:: CONSIGNE A ::
D'après l'extrait ci-dessous, pourquoi le président sortant Joseph Kabila était-il devenu indésirable ? Répondez en une à trois phrases.

:: EXTRAIT DU DOCUMENT ::
§ §

Depuis la vente des minerais stratégiques congolais aux Etats rebelles à l’hégémonie américaine comme l’Iran, le Kazakhstan, la Corée du Nord, la Chine, l’Inde, le Pakistan, le Liban, etc., la coopération entre l’empire Israélo-américain et Kinshasa était tombée au point mort. Et le président sortant Joseph Kabila qui a ouvert ce marché, était devenu désormais indésirable et devait ployer, pendant près de deux décennies, sous le coup d’une pléthore de groupes armés entretenus  par le Rwanda, partenaire privilégié et soutenu par ces puissants du monde, juifs et américains, dans la région des Grands Lacs.

A la surprise générale, le Président Félix Tshisekedi, allié de Joseph Kabila, s’est démarqué de ses pairs africains à Washington en annonçant son soutien inéluctable au Plan de paix de l’administration Trump, lequel plan est jugé trop défavorable aux Palestiniens. Un revirement diplomatique à 160° pour le 1er Vice-président de l’Union Africaine, lequel suscite une trombe de commentaires.

Le président Félix Tshisekedi le 1er mars 2020 devant l’AIPAC, vitrine du lobby pro-israélien aux Etats-Unis. (© Twitter Présidence)

§ §

:: JEU DE DONNÉES ::
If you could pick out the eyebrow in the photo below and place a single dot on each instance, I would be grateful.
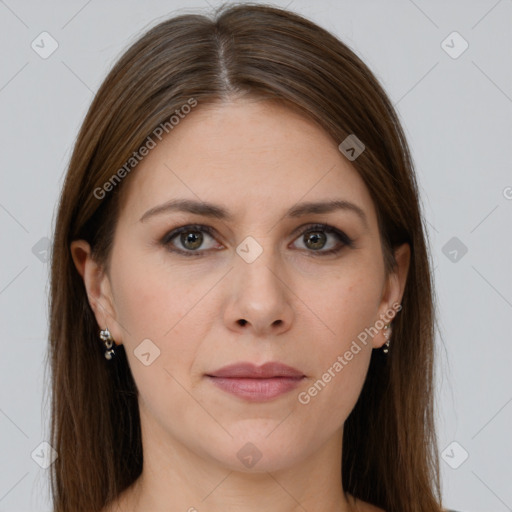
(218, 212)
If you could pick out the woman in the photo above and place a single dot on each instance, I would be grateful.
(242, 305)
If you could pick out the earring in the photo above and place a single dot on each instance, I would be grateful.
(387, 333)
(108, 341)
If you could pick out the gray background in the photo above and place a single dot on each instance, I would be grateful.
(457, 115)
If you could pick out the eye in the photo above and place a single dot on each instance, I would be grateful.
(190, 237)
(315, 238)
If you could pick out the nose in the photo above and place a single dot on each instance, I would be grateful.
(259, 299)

§ §

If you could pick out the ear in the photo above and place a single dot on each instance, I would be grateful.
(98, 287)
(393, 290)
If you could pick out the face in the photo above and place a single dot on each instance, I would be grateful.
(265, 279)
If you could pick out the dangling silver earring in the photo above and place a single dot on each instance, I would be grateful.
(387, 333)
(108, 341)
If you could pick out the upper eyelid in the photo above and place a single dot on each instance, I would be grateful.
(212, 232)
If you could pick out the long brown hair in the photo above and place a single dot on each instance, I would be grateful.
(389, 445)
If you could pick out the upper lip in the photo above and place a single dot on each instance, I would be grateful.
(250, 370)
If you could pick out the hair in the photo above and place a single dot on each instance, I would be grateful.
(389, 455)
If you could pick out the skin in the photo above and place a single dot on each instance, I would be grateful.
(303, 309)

§ §

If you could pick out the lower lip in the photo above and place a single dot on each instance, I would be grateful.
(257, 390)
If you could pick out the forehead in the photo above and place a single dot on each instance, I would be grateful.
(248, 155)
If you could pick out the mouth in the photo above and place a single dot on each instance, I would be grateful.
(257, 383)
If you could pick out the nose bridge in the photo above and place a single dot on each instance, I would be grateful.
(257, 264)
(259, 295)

§ §

:: CONSIGNE B ::
Relevez toutes les lignes des entrées qui contiennent le mot « earring ». La casse compte.

:: RÉSULTAT ATTENDU A ::
Selon l'extrait, Joseph Kabila était devenu indésirable parce qu'il avait ouvert le marché des minerais stratégiques congolais à des États rebelles à l'hégémonie américaine, comme l'Iran, le Kazakhstan, la Corée du Nord, la Chine, l'Inde, le Pakistan ou le Liban. Depuis cette vente, la coopération avec Kinshasa était tombée au point mort.

:: RÉSULTAT ATTENDU B ::
If you could pick out the earring in the photo above and place a single dot on each instance, I would be grateful.
If you could pick out the dangling silver earring in the photo above and place a single dot on each instance, I would be grateful.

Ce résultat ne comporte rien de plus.